◆ **Required work**
The lines from the start of the records below through the line containing "the photo above" are to be copied exactly, both ends included, with nothing added.

◆ **Materials provided**

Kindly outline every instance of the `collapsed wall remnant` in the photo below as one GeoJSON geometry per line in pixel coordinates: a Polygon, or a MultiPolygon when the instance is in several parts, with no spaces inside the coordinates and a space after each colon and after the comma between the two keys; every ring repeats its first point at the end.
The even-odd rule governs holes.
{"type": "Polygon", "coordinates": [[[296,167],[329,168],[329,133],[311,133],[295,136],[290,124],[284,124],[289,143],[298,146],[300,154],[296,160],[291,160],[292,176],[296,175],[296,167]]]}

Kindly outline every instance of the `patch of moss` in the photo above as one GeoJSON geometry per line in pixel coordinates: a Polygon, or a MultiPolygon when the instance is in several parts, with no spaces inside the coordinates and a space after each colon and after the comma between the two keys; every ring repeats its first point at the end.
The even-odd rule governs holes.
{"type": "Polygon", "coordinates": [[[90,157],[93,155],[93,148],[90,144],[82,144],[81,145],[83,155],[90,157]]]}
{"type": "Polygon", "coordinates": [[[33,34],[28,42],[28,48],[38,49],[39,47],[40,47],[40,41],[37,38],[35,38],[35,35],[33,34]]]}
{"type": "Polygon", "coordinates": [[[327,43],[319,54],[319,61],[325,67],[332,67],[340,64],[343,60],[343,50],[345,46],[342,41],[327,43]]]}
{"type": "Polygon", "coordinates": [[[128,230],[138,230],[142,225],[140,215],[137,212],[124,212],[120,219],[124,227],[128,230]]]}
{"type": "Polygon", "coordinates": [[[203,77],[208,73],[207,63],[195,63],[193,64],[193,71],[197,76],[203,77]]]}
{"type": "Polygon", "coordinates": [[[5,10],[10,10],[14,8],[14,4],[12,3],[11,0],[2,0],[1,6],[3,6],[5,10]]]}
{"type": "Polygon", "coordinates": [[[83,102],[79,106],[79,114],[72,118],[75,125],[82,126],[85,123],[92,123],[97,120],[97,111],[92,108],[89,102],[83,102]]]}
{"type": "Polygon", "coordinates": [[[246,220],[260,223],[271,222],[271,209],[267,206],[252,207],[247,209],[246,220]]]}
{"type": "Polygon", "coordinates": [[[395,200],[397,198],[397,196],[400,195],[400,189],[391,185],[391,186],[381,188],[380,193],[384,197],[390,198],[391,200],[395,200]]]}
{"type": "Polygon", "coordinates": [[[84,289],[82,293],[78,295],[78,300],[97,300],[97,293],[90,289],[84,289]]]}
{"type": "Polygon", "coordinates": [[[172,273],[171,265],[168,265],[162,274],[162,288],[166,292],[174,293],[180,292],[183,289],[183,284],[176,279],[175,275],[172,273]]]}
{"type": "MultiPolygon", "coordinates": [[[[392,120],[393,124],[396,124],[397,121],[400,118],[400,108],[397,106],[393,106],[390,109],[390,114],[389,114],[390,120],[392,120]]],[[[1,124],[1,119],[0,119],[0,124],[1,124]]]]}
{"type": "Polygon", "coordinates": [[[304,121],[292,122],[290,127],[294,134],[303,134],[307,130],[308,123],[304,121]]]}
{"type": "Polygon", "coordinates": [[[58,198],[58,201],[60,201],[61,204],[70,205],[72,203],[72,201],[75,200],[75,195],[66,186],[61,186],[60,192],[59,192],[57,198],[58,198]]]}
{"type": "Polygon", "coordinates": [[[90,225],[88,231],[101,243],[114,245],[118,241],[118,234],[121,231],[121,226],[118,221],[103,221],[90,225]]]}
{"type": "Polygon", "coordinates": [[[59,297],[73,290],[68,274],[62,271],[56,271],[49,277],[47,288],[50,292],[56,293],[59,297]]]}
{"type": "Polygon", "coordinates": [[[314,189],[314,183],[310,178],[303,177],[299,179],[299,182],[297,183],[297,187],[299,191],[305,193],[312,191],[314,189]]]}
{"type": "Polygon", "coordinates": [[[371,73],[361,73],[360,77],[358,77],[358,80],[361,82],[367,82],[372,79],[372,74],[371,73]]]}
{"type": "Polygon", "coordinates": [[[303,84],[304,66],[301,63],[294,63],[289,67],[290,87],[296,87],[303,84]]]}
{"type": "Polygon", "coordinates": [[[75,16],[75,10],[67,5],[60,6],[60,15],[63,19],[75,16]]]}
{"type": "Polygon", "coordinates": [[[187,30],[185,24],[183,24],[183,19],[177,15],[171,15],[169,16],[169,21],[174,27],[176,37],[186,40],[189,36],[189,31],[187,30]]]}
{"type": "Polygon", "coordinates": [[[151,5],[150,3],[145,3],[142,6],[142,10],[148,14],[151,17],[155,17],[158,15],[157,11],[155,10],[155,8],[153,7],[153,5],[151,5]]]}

◆ **Task solution**
Kindly outline every instance of the `collapsed wall remnant` in the photo below as one GeoJSON geometry per line in pixel coordinates: a Polygon, or a MultiPolygon when the instance is in several parts, with no spaces inside the coordinates and a space after each colon and after the comma between the two keys; every ring repeats its first point at the end.
The even-odd rule governs holes.
{"type": "Polygon", "coordinates": [[[296,167],[329,168],[329,133],[311,133],[295,136],[290,124],[284,124],[289,143],[298,146],[300,154],[296,160],[291,160],[292,176],[296,175],[296,167]]]}

Kindly outline every instance of the `patch of moss` in the photo above as one GeoJSON geometry per line in pixel coordinates: a Polygon, or a MultiPolygon when the instance is in several parts, with no spaces inside the coordinates and a space after each colon and after the comma between the two keys; every ring repeats its first point at the end.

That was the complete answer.